◆ Problem to solve ◆
Please return the listing exactly as it stands, skipping any pictures.

◆ Entries shown ◆
────────────────

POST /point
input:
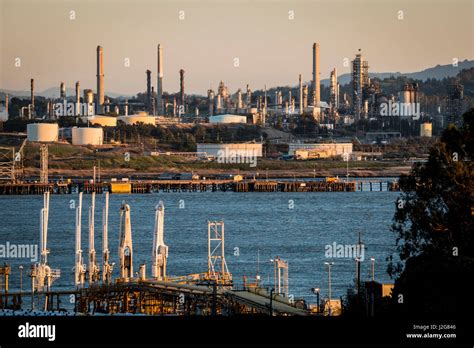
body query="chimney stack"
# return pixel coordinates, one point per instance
(32, 90)
(100, 80)
(148, 91)
(316, 82)
(159, 82)
(181, 96)
(62, 90)
(78, 99)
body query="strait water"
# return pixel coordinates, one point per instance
(295, 226)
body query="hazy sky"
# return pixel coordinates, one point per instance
(272, 48)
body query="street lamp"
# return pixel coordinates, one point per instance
(373, 268)
(329, 264)
(316, 291)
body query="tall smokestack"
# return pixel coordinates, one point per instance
(159, 82)
(62, 90)
(316, 82)
(301, 95)
(78, 99)
(32, 91)
(148, 91)
(210, 101)
(181, 77)
(100, 80)
(6, 105)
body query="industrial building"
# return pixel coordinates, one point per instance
(228, 118)
(228, 151)
(141, 117)
(99, 120)
(42, 132)
(426, 129)
(87, 136)
(360, 80)
(325, 150)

────────────────

◆ Reply to the task ◆
POST /point
input:
body query="chimney stack"
# return pixel coordinates, one point per instance
(32, 90)
(100, 80)
(148, 91)
(316, 82)
(159, 82)
(181, 96)
(62, 90)
(78, 99)
body query="strait water"
# return pixel coordinates, one point per instance
(295, 226)
body query="hazy sky"
# return pixel coordinates, one point per instance
(272, 48)
body query="street lamp"
# return pixel coordinates, one point per instance
(373, 268)
(329, 264)
(316, 291)
body query="tall smokestack"
# return pixel coordinates, one point per instance
(159, 82)
(62, 90)
(316, 82)
(301, 95)
(78, 99)
(32, 91)
(148, 91)
(210, 101)
(181, 77)
(100, 80)
(6, 105)
body query="industrial building"
# return pixel coordinates, one point per instance
(228, 118)
(228, 151)
(141, 117)
(99, 120)
(42, 132)
(426, 129)
(87, 136)
(360, 80)
(325, 150)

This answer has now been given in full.